* **To be done**:
Copy out all of the material below, substituting "inventory count" for every occurrence of "scouting tally". Keep everything else the same.

Collected data
***

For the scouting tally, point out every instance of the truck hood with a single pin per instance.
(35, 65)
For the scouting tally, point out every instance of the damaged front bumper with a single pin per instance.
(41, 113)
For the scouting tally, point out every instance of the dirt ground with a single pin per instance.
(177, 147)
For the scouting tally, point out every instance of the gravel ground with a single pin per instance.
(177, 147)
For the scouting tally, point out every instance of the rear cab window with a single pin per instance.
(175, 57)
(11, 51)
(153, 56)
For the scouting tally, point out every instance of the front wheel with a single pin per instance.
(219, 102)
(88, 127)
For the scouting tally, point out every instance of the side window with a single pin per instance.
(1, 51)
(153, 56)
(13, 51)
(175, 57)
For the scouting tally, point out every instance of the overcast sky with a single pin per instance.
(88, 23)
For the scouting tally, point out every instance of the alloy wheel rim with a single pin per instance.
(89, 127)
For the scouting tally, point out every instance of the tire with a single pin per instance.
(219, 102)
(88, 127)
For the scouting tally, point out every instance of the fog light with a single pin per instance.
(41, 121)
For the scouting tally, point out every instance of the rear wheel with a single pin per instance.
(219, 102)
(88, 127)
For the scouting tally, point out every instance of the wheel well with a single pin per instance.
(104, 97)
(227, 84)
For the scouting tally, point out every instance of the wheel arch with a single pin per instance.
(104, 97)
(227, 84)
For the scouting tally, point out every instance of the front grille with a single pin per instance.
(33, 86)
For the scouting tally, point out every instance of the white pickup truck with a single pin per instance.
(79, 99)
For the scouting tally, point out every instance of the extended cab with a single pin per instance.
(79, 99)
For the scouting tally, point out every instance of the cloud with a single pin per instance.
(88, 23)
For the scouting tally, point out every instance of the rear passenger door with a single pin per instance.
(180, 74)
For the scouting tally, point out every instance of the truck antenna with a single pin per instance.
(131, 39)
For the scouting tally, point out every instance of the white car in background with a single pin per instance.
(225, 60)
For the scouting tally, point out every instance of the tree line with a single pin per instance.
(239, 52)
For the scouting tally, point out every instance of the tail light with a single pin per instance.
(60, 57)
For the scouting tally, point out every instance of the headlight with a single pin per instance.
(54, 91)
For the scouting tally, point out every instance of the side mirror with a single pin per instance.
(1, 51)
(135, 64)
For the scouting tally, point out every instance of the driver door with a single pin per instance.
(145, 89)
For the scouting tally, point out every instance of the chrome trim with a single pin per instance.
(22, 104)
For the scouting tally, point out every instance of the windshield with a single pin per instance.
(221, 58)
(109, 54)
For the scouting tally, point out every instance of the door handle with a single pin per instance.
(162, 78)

***

* **Task result**:
For the inventory count, point out every instance of the truck hood with a single pin per instance.
(35, 65)
For the inventory count, point out every instance of the damaged front bumper with a single pin per instance.
(41, 113)
For the inventory count, point out every instance of the dirt ground with a single pin per instance.
(177, 147)
For the inventory count, point out every instance of the gravel ground with a single pin per instance.
(177, 147)
For the inventory count, point out every instance of the rear cab window with a single pin per instance.
(175, 57)
(11, 51)
(153, 56)
For the inventory count, point out every instance of the front wheel with a single pin per instance.
(219, 102)
(88, 127)
For the inventory count, point out every instance of the side window with a single pin per instance.
(1, 51)
(153, 56)
(13, 51)
(175, 57)
For the inventory count, point out every instance of the overcast sky with a single pin per instance.
(88, 23)
For the inventory count, point out every instance of the alloy wheel rim with a single pin per instance.
(89, 127)
For the inventory count, point out every instance of the tire with a single pin per instance.
(219, 102)
(88, 127)
For the inventory count, point out every instance of the fog light with a single pin per instance.
(41, 121)
For the inventory count, point out every instance of the rear wheel with a single pin per instance.
(219, 102)
(88, 127)
For the inventory count, point out every instance of the wheel well with a single pin per instance.
(104, 97)
(227, 84)
For the inventory count, point out every instance of the wheel arch with a single pin per instance.
(104, 97)
(227, 84)
For the inventory count, point out every instance of the front grille with a single pin per instance.
(33, 86)
For the inventory count, point out every instance of the white pickup truck with a single pin per instance.
(79, 99)
For the inventory count, point out every instance of the extended cab with a single pin per instance.
(79, 99)
For the inventory count, point out every instance of the cloud with a single pin per instance.
(88, 23)
For the inventory count, point out every instance of the rear passenger door with a single pin per instance.
(180, 74)
For the inventory count, point out every instance of the truck antenna with a single pin per instance.
(131, 39)
For the inventory count, point out every instance of the white car in background with a single pin per instance.
(225, 60)
For the inventory count, point out every instance of the tree line with a single pin per instance.
(239, 52)
For the inventory count, point out every instance of the tail light with a single pin per instance.
(60, 57)
For the inventory count, point out every instance of the headlight with a single pin per instance.
(54, 91)
For the inventory count, point out every instance of the side mirror with a single pin per instance.
(1, 51)
(135, 64)
For the inventory count, point out every instance of the driver door with a single pin per instance.
(145, 89)
For the inventory count, point out every instance of the chrome trim with a single pin per instance.
(22, 104)
For the inventory count, point out every instance of the windshield with a single pin per instance.
(221, 58)
(109, 54)
For the inventory count, point out every instance of the door handle with a single pin per instance.
(162, 78)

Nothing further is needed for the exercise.